◆ INSTRUCTIONS FOR THE TASK ◆
Look for the word "concrete". Copy every line of the listing where it occurs.
▬▬▬▬▬▬
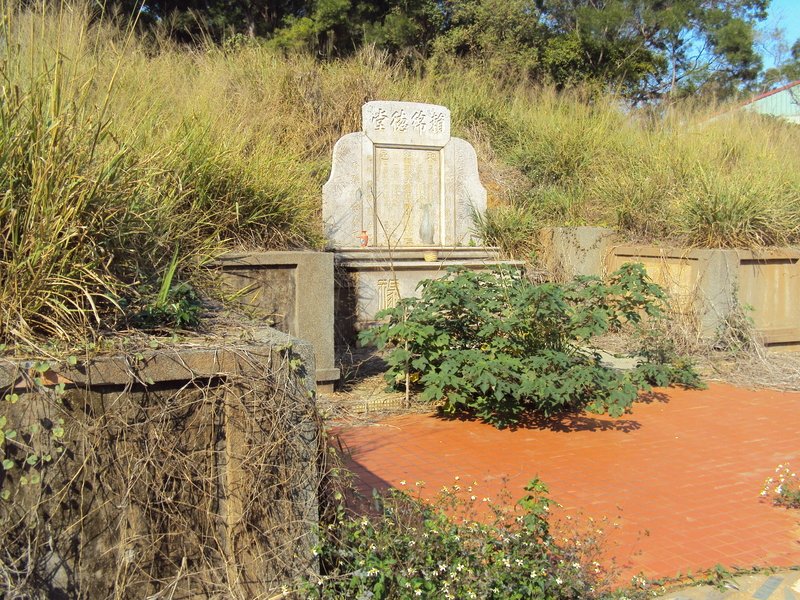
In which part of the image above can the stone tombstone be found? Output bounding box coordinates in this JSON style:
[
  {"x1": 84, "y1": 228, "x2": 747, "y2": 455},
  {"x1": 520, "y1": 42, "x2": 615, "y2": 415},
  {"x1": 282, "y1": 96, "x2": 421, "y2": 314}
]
[{"x1": 323, "y1": 101, "x2": 487, "y2": 248}]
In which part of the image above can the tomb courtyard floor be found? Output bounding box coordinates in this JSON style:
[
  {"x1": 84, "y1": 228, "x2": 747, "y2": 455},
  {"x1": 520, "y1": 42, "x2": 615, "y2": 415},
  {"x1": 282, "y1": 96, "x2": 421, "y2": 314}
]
[{"x1": 331, "y1": 382, "x2": 800, "y2": 589}]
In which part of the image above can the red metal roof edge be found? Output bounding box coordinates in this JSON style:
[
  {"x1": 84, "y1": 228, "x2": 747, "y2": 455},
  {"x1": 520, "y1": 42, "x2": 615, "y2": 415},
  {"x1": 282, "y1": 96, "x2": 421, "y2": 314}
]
[{"x1": 742, "y1": 80, "x2": 800, "y2": 105}]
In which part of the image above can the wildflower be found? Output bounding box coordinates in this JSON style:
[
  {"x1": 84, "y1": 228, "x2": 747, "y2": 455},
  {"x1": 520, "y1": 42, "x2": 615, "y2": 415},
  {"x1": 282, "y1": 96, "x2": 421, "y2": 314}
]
[
  {"x1": 400, "y1": 480, "x2": 407, "y2": 486},
  {"x1": 438, "y1": 563, "x2": 448, "y2": 573},
  {"x1": 471, "y1": 495, "x2": 477, "y2": 501},
  {"x1": 572, "y1": 562, "x2": 580, "y2": 570},
  {"x1": 556, "y1": 577, "x2": 563, "y2": 585},
  {"x1": 414, "y1": 590, "x2": 422, "y2": 597},
  {"x1": 482, "y1": 497, "x2": 491, "y2": 502},
  {"x1": 367, "y1": 568, "x2": 379, "y2": 577}
]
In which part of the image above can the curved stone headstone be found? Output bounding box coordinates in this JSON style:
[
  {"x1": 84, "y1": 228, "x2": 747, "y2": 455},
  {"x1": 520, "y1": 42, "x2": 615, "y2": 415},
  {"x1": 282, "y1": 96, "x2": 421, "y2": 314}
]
[{"x1": 323, "y1": 101, "x2": 487, "y2": 249}]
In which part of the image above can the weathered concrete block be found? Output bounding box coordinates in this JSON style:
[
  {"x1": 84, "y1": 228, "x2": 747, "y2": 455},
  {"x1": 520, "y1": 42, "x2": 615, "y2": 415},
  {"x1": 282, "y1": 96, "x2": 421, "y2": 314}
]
[
  {"x1": 607, "y1": 244, "x2": 800, "y2": 348},
  {"x1": 540, "y1": 226, "x2": 617, "y2": 280},
  {"x1": 214, "y1": 251, "x2": 340, "y2": 391},
  {"x1": 0, "y1": 327, "x2": 320, "y2": 598}
]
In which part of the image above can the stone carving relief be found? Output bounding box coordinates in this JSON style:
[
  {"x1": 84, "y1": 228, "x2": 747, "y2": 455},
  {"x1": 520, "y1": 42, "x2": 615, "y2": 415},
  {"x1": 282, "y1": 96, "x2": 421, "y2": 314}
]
[{"x1": 323, "y1": 100, "x2": 486, "y2": 249}]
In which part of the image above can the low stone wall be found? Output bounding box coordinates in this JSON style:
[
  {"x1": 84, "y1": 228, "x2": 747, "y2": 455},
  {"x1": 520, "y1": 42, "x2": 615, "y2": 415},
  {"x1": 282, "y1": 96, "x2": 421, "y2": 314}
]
[
  {"x1": 214, "y1": 251, "x2": 340, "y2": 391},
  {"x1": 0, "y1": 327, "x2": 321, "y2": 598},
  {"x1": 543, "y1": 226, "x2": 800, "y2": 349},
  {"x1": 607, "y1": 245, "x2": 800, "y2": 348}
]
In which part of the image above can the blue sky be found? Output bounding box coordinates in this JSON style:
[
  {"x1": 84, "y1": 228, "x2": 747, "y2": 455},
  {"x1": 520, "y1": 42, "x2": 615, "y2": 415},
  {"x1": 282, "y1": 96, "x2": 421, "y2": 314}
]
[{"x1": 760, "y1": 0, "x2": 800, "y2": 69}]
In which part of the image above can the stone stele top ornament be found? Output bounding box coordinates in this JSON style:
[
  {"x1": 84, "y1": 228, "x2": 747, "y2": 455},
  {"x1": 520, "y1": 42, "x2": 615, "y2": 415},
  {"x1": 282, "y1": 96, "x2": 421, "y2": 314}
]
[{"x1": 322, "y1": 101, "x2": 487, "y2": 249}]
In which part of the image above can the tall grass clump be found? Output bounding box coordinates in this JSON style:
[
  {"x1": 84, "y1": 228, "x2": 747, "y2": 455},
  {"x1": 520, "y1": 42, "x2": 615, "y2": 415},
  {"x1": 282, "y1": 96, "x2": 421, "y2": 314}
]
[
  {"x1": 0, "y1": 4, "x2": 144, "y2": 342},
  {"x1": 464, "y1": 86, "x2": 800, "y2": 251},
  {"x1": 0, "y1": 2, "x2": 323, "y2": 346}
]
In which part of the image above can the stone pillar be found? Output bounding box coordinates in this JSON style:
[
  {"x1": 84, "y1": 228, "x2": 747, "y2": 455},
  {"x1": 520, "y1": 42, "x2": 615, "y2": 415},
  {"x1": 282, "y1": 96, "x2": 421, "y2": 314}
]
[
  {"x1": 540, "y1": 226, "x2": 617, "y2": 280},
  {"x1": 696, "y1": 249, "x2": 740, "y2": 339}
]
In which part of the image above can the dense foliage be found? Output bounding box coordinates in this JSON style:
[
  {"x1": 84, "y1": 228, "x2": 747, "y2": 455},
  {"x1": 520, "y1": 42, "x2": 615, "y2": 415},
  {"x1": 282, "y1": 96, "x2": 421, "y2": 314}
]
[
  {"x1": 105, "y1": 0, "x2": 790, "y2": 101},
  {"x1": 302, "y1": 478, "x2": 634, "y2": 599},
  {"x1": 361, "y1": 264, "x2": 703, "y2": 428}
]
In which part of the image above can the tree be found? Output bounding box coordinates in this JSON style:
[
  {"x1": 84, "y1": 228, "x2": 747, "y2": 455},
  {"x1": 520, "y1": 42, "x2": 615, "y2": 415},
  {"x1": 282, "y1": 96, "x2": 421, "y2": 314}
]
[
  {"x1": 763, "y1": 38, "x2": 800, "y2": 88},
  {"x1": 431, "y1": 0, "x2": 768, "y2": 101}
]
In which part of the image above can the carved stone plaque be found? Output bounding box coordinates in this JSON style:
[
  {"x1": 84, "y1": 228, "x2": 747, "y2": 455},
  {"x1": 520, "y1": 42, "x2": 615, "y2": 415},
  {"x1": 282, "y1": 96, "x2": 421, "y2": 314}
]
[
  {"x1": 363, "y1": 101, "x2": 450, "y2": 147},
  {"x1": 374, "y1": 148, "x2": 440, "y2": 247},
  {"x1": 322, "y1": 100, "x2": 486, "y2": 249}
]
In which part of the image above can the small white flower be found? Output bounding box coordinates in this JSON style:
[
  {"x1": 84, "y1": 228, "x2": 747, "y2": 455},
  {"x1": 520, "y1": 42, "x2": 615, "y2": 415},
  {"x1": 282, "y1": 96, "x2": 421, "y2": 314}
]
[
  {"x1": 399, "y1": 480, "x2": 407, "y2": 486},
  {"x1": 555, "y1": 577, "x2": 563, "y2": 585},
  {"x1": 414, "y1": 590, "x2": 422, "y2": 597}
]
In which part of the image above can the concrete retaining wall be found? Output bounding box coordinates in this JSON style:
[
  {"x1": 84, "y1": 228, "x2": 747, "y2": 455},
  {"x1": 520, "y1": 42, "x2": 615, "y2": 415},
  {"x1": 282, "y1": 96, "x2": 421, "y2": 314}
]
[
  {"x1": 545, "y1": 227, "x2": 800, "y2": 349},
  {"x1": 214, "y1": 251, "x2": 340, "y2": 391},
  {"x1": 0, "y1": 327, "x2": 320, "y2": 597},
  {"x1": 607, "y1": 246, "x2": 800, "y2": 347}
]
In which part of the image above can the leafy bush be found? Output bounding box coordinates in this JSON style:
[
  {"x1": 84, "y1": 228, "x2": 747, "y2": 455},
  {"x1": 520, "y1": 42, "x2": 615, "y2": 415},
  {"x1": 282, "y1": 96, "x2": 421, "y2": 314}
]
[
  {"x1": 301, "y1": 478, "x2": 622, "y2": 599},
  {"x1": 361, "y1": 264, "x2": 702, "y2": 428}
]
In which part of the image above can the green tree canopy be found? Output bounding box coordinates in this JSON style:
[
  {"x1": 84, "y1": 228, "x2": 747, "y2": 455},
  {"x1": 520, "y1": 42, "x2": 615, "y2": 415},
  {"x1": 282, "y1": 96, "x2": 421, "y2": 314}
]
▬▬▬▬▬▬
◆ ANSWER FOR THE TASK ◆
In which part of the image above can the weathered concrete block be found? Output bounding box coordinates in this JSON style:
In which part of the image above can the concrete retaining wall be found? Output bounding box coordinates in this JSON style:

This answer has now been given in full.